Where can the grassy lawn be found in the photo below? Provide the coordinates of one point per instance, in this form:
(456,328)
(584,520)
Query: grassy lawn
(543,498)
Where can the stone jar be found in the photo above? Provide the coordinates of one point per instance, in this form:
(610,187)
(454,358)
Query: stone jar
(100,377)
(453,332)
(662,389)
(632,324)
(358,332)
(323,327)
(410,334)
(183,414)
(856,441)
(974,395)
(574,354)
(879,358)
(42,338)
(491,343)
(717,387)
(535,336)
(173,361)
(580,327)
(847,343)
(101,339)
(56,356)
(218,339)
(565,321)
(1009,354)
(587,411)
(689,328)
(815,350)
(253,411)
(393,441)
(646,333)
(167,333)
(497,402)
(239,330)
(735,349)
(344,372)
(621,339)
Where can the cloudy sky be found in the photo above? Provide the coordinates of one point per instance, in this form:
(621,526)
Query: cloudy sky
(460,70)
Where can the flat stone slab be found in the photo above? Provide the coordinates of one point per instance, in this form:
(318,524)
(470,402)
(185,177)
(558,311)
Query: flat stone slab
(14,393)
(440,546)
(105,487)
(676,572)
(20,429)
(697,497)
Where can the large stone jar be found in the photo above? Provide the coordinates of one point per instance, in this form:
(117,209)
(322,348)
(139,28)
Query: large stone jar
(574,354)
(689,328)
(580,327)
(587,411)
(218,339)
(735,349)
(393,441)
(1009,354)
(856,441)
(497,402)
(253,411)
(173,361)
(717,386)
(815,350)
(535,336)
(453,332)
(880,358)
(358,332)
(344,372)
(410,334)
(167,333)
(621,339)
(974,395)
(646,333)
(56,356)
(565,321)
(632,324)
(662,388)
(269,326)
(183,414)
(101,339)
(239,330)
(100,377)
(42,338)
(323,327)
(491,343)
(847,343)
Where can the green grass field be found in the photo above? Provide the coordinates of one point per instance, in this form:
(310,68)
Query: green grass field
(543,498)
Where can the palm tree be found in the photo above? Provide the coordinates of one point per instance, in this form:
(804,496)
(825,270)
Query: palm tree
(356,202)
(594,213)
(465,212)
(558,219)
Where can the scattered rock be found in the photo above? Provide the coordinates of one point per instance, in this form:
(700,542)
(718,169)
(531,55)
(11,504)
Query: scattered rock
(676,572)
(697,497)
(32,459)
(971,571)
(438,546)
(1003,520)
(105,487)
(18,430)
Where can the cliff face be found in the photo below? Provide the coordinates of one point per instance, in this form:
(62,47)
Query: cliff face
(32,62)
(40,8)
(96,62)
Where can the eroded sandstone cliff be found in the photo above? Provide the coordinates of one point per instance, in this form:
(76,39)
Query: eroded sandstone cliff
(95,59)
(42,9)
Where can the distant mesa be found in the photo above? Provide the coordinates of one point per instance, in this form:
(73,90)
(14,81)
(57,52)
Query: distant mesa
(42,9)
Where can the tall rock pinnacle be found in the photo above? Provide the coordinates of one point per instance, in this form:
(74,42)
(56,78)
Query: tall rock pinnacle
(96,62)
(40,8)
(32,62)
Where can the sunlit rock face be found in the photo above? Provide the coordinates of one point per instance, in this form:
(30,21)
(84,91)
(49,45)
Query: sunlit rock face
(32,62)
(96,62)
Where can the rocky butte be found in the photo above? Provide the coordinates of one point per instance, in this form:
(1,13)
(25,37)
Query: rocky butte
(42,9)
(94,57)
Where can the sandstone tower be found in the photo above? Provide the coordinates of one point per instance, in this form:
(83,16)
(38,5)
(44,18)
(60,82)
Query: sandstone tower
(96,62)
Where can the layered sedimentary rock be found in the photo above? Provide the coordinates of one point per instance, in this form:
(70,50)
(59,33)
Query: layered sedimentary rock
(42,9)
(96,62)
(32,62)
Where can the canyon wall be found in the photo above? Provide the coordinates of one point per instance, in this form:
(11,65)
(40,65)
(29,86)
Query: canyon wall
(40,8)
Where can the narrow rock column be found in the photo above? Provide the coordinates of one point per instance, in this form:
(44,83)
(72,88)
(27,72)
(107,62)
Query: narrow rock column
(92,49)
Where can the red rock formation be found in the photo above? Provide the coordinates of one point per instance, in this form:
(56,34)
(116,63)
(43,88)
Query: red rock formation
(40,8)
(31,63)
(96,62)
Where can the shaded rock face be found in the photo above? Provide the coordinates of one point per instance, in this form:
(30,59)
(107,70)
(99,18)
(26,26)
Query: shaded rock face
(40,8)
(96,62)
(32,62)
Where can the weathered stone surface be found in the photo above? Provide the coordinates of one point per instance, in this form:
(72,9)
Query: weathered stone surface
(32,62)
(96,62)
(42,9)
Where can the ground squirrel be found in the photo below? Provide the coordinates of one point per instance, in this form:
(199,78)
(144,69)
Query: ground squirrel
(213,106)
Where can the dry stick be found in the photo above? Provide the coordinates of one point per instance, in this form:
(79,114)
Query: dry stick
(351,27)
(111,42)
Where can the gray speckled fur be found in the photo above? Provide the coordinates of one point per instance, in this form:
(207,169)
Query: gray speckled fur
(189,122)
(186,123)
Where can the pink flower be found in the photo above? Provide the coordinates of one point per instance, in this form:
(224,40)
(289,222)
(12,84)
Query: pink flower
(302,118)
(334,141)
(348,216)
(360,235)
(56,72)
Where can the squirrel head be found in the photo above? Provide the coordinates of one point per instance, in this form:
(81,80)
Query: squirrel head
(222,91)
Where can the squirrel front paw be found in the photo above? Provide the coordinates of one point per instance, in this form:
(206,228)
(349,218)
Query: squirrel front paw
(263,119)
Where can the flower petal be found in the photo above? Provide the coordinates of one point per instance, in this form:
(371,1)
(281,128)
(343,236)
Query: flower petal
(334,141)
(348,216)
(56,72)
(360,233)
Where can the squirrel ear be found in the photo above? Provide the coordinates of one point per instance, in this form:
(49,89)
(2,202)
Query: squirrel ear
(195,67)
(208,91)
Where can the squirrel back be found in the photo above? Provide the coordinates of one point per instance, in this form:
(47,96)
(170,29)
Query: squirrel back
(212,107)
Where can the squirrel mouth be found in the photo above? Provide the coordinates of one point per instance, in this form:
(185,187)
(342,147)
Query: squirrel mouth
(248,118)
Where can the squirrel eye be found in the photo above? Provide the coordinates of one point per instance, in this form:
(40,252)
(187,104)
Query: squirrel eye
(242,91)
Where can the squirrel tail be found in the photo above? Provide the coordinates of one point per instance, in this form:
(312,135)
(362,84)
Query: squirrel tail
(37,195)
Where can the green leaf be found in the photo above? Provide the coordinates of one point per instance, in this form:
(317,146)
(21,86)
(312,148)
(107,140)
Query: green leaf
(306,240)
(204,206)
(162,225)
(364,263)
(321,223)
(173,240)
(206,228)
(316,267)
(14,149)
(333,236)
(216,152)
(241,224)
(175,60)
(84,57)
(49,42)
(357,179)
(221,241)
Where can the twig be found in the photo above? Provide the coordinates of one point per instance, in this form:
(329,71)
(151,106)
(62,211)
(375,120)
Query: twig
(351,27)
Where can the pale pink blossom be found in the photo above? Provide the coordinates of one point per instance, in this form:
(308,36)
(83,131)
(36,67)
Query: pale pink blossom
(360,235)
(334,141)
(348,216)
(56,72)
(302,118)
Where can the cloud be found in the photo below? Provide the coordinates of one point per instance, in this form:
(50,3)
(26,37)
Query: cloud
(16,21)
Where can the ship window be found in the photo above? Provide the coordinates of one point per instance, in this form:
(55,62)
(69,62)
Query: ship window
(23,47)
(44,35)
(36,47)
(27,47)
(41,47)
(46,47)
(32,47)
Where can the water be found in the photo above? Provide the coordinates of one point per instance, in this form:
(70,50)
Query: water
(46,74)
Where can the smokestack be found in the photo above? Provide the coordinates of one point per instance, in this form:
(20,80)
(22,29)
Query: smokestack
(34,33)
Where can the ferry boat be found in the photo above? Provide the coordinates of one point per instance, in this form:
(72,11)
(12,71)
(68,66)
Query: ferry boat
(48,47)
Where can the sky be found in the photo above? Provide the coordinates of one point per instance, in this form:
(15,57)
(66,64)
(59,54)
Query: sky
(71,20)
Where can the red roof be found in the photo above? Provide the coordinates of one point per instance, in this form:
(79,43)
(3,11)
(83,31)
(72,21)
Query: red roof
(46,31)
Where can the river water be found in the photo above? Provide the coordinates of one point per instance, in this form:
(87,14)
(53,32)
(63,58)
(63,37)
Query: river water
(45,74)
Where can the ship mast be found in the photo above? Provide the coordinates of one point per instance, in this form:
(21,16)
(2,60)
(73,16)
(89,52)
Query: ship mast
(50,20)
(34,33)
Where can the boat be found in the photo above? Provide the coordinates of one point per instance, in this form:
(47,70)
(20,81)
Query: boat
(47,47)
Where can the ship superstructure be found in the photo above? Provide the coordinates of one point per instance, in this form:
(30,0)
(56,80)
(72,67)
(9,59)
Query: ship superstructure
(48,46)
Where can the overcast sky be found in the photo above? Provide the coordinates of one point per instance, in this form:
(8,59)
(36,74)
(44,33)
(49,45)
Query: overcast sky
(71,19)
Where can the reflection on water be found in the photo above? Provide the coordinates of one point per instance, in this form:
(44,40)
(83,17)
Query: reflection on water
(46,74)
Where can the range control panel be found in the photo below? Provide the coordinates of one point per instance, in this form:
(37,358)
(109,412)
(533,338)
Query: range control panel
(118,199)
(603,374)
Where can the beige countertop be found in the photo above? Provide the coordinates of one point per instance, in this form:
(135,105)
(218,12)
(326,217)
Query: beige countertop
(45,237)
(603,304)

__DIRECTIVE__. Please rewrite the records starting at the line that contains "Where can the overcast" and ending at the end of the records, swapping "overcast sky" for "gray sky" and keeping everything else the same.

__SOLUTION__.
Where can the gray sky be found in the photo above? Provide the coordinates of one point per instance, in this form:
(8,59)
(36,74)
(44,33)
(49,45)
Query: gray sky
(71,19)
Where can the reflection on water be found in the photo above? Provide the coordinates of one point per instance, in this form:
(44,40)
(83,17)
Query: reflection on water
(46,74)
Where can the range control panel be found in the photo below? Provide the coordinates of one point per instance, in this form:
(37,358)
(109,412)
(533,338)
Query: range control panel
(118,199)
(603,374)
Where can the beige countertop be found in the photo above? Provide the coordinates of one point per instance, in this form:
(135,105)
(218,12)
(326,217)
Query: beige countertop
(45,237)
(603,304)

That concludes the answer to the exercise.